Pick out every line in the items below that contains the word "vertices", and copy each one. Case counts.

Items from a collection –
========

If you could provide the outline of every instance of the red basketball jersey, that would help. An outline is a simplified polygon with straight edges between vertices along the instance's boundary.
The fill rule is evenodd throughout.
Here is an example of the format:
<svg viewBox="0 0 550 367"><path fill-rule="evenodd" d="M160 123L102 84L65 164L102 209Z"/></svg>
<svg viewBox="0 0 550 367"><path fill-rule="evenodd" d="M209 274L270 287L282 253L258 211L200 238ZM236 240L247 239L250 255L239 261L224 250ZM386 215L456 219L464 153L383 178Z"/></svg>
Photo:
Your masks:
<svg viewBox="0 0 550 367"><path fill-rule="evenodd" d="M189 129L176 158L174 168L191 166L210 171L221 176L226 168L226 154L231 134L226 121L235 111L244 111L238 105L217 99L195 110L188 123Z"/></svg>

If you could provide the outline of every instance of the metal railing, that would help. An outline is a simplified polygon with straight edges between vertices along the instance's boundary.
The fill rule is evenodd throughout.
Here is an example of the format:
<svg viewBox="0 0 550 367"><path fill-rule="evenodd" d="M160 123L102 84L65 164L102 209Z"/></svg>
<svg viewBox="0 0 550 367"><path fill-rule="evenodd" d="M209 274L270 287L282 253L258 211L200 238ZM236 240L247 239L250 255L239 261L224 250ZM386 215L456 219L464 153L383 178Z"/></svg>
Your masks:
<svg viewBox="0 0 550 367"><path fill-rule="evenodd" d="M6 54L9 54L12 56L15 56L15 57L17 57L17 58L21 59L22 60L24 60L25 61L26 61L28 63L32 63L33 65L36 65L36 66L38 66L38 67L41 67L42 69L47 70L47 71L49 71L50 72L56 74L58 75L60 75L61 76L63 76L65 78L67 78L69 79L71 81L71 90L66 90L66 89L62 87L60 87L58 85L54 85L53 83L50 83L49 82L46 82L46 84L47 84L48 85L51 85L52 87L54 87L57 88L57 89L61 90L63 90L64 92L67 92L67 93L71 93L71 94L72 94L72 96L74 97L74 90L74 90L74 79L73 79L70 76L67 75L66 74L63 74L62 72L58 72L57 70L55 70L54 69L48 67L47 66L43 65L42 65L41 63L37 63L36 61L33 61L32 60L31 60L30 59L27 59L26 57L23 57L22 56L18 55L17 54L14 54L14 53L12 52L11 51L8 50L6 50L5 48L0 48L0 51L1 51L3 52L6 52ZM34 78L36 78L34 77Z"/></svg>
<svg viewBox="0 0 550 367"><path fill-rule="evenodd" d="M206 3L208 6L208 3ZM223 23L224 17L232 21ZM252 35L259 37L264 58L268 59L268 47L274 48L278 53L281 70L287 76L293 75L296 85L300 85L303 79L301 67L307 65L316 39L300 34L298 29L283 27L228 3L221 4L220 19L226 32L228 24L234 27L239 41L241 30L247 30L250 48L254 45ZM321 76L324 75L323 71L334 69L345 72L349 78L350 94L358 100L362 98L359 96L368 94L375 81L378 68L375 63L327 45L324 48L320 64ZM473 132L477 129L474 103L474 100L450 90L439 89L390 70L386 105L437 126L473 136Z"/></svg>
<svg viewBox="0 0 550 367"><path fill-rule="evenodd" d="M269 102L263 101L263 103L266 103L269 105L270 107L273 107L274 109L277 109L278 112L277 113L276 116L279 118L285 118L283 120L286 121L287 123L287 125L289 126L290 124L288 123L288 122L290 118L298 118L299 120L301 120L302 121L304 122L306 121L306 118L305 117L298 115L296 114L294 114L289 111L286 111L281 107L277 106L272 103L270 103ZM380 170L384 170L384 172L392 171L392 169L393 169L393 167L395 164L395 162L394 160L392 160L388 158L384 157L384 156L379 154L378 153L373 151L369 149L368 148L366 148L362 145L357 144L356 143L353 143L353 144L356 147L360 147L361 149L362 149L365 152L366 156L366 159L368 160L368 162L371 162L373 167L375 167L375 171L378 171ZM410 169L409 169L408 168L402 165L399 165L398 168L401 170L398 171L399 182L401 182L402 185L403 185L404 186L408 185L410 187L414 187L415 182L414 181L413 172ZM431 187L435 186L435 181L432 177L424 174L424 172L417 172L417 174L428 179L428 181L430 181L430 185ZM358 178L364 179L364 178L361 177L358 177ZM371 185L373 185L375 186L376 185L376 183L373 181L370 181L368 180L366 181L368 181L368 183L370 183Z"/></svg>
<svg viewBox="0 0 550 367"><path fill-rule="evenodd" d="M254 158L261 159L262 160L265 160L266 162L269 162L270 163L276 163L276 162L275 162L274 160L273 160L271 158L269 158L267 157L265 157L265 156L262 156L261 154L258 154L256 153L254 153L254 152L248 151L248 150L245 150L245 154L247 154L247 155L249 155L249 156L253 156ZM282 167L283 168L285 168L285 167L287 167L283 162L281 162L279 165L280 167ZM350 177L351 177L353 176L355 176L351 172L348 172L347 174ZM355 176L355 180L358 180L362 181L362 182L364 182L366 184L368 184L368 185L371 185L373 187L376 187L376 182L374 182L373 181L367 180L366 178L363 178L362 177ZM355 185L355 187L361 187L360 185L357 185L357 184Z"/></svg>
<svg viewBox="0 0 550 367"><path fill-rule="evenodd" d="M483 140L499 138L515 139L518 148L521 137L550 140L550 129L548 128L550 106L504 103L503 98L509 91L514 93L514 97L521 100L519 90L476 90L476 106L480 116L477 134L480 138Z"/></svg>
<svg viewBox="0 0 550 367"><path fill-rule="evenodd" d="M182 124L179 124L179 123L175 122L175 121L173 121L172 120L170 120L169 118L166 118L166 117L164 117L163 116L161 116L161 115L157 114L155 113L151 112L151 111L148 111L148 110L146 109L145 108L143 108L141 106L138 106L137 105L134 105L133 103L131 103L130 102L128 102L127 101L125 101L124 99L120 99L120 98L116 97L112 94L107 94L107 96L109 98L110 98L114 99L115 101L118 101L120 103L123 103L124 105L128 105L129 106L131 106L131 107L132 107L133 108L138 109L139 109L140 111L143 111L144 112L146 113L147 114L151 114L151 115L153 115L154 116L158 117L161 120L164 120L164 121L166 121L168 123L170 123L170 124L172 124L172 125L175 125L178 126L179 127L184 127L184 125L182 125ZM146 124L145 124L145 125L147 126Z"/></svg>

========

CORRECT OUTPUT –
If you could provide the outline of every instance of the red basketball jersey, that would help. An outline is a simplified polygon with straight edges between vertices along the instance's boundary.
If you could provide the outline of every instance of the metal railing, that would help. An outline is a simplified polygon with straight edges between vertices along the instance's boundary.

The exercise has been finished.